### READING PASSAGE
Dimitris Plexousakis 10.00CET (15 min)

Introduction and preliminaries

The basics of semi-structured data models such as RDF graphs, RDFS and OWL ontologies, Shape Expressions for an RDF graph, Object Exchange Model and JSON.

Presentation Part 1
Dimitris Plexousakis 10.15CET (15 min)

Applications

This part covers a list of uses and applications for schema-related information, such as Data Indexing, Query Answering, Semantic Summarization etc.

Presentation Part 1
Zoubida Kedad 10.30 (35 min)

Dimensions of Analysis & Implicit Schema Discovery & Implicit Schema Discovery

An overview of the analysis dimensions and the implicit schema category.

Presentation Part 2
Kenza Kellou-Menouer 11.05 (25 min)

Pattern Discovery

An overview of the works in the pattern discovery is presented.



Presentation Part 3
11.30 (15 min)

Break

Haridimos Kondylakis 11.45 (20 min)

Explicit Schema Enrichment

An overview of the works in the explicit schema enrichment is presented.

### INFORMATION SUPPLIED

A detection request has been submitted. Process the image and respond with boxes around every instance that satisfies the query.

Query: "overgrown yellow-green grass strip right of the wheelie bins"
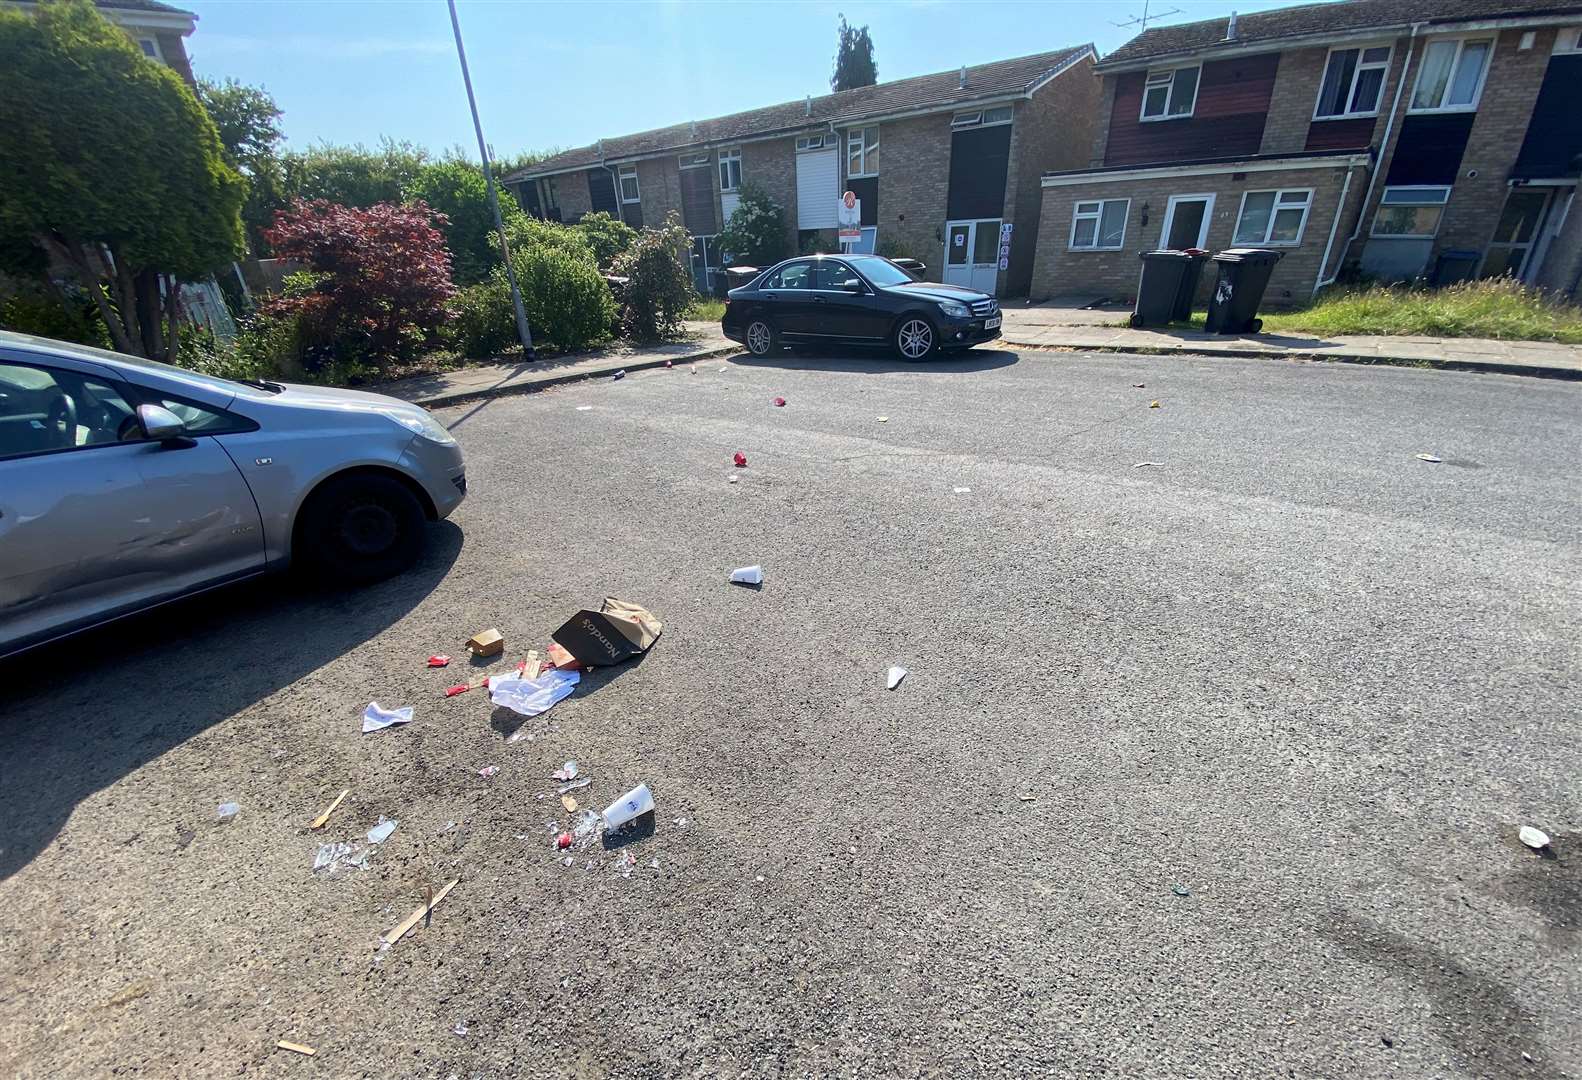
[1259,278,1582,345]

### WORK REQUEST
Reproduce the tutorial schedule between "The basics of" and "Model and JSON.", inclusive, substituting "YAML" for "JSON".

### WRITTEN RESPONSE
The basics of semi-structured data models such as RDF graphs, RDFS and OWL ontologies, Shape Expressions for an RDF graph, Object Exchange Model and YAML.